_Given exercise_
Starting at the line with "Crossing-audit request: pin the left" in it, reproduce each line below through the last one, exactly, and include nothing else.

[Start]

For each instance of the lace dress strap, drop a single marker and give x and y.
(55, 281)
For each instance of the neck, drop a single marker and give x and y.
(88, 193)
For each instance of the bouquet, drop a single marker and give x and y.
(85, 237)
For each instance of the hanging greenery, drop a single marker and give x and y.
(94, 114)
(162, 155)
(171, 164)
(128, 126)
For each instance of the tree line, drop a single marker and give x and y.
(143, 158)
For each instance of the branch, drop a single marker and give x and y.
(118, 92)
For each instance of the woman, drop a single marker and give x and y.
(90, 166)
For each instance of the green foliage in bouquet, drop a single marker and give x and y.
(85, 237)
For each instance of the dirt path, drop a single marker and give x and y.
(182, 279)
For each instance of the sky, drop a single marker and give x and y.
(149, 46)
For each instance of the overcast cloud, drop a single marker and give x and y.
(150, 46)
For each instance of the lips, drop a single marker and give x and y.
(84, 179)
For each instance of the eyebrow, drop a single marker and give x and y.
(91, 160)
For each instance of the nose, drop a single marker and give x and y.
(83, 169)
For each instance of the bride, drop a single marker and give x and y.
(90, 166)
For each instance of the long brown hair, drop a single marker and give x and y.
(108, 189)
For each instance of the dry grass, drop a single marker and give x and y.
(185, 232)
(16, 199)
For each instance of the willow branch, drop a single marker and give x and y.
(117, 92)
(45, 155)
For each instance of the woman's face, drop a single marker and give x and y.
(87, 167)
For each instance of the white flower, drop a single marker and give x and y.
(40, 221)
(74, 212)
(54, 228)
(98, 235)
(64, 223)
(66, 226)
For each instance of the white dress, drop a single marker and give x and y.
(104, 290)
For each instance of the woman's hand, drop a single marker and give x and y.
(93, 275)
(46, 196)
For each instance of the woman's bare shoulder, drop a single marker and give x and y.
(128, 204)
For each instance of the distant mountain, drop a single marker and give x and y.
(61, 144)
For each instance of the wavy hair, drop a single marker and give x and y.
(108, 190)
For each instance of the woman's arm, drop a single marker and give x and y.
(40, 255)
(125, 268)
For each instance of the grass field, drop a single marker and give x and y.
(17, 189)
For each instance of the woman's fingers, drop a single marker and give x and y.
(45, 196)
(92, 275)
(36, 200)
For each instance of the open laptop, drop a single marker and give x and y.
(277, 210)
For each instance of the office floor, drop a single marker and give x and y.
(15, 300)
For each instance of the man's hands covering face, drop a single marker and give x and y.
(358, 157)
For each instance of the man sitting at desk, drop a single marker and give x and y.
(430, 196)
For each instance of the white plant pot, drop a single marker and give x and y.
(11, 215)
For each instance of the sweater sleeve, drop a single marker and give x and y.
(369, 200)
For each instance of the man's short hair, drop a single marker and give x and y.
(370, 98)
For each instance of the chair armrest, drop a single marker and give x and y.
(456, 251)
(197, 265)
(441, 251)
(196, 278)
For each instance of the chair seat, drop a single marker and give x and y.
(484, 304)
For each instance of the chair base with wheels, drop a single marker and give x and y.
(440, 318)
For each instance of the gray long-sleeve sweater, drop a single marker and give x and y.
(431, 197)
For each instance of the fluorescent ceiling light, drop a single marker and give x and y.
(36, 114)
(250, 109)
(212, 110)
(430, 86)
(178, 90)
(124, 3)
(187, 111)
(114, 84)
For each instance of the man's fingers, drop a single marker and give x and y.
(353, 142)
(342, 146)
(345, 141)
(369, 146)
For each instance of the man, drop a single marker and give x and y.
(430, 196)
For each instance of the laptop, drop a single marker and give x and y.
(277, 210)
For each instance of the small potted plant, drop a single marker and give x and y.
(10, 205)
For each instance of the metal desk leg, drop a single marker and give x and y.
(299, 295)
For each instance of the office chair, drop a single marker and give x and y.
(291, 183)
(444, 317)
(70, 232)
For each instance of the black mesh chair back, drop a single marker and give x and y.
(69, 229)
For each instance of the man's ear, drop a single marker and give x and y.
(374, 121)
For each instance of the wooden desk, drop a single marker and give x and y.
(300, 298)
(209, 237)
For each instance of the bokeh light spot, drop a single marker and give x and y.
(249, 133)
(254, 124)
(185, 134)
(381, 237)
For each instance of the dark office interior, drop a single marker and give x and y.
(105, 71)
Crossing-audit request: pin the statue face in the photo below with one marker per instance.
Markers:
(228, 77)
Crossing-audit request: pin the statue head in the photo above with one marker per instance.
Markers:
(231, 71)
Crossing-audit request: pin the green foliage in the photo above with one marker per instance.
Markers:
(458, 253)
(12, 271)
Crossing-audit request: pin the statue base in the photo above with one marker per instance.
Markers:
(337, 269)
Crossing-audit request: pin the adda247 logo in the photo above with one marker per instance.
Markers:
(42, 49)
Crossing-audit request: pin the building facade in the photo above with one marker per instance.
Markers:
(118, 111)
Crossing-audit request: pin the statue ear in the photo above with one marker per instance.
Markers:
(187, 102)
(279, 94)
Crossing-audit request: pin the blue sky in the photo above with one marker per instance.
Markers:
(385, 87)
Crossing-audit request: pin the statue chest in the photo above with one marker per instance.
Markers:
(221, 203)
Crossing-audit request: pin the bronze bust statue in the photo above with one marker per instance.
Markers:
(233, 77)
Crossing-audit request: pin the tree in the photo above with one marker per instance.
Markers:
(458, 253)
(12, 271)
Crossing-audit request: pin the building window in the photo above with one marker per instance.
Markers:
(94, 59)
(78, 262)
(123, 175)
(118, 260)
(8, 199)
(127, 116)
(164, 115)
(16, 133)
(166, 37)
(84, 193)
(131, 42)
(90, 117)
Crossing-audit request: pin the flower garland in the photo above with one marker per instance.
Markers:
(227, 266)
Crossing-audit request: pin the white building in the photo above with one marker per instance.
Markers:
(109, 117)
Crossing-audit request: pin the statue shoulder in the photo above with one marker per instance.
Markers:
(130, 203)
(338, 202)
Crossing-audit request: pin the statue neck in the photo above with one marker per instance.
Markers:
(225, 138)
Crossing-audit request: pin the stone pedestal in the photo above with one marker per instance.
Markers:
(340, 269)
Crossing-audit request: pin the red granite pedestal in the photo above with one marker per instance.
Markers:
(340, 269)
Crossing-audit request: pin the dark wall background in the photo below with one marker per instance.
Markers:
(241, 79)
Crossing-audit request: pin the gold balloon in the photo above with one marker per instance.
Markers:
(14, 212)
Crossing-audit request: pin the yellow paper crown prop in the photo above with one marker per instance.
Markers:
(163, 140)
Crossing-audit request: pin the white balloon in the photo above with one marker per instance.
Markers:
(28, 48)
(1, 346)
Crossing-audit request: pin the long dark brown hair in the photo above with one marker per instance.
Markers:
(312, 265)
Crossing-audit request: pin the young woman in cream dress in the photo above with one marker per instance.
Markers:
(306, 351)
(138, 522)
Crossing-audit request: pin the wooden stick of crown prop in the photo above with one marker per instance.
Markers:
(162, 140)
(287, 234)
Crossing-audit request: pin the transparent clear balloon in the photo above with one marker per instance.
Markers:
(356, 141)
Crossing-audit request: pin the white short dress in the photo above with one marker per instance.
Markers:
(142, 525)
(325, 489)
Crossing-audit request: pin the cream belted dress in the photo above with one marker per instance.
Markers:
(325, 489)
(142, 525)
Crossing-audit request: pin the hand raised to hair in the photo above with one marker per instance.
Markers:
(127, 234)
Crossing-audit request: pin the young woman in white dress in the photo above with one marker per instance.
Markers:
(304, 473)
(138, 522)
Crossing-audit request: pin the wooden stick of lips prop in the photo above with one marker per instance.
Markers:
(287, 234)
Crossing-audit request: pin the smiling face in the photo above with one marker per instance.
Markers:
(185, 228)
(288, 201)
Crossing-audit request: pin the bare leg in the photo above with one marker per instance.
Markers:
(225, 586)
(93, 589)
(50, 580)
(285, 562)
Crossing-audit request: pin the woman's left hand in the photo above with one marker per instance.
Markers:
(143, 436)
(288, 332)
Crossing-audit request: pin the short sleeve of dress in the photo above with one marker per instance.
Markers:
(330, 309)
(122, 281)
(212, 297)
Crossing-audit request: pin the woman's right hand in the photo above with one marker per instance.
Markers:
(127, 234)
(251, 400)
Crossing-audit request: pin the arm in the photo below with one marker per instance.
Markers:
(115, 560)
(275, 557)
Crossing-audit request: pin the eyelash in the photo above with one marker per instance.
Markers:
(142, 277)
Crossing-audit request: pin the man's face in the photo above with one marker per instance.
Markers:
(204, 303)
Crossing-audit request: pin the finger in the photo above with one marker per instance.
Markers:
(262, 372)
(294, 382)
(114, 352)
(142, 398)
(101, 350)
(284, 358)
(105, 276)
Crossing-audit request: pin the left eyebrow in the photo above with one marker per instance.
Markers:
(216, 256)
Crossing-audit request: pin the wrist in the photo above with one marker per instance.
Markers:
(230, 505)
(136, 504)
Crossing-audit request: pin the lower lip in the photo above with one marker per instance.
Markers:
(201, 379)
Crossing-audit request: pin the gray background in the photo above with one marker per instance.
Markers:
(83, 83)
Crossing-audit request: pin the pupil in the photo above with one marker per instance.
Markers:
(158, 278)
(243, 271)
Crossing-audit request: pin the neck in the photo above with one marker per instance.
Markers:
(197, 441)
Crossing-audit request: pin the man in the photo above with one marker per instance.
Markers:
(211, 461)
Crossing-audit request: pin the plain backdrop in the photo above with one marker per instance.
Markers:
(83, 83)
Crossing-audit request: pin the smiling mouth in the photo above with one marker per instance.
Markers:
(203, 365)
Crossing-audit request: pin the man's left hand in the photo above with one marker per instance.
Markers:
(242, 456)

[End]

_Task solution_
Crossing-audit request: pin the left eyebrow in the photo above with one marker per instance.
Markers:
(216, 256)
Crossing-audit request: pin the wrist in the photo above with one marker per instance.
Markers:
(230, 505)
(136, 504)
Crossing-audit request: pin the lower lip in the photo above with one marker per instance.
Markers:
(201, 379)
Crossing-audit request: pin the gray background in the photo above with one marker per instance.
Markers:
(83, 83)
Crossing-audit request: pin the pupil in the photo above with one marker per instance.
Markers:
(158, 278)
(243, 271)
Crossing-audit request: pin the neck in the photo above with one marker per instance.
Markers:
(197, 441)
Crossing-audit request: pin the man in the photo above with one marker per instance.
Markers:
(211, 461)
Crossing-audit request: pin the plain backdrop in the photo above with one marker per instance.
Markers:
(83, 83)
Crossing-audit request: pin the smiling mouth in the photo above with one marker per instance.
Markers:
(203, 365)
Crossing-audit request: pin the man's left hand in the photo above with one marker per instance.
Markers:
(242, 456)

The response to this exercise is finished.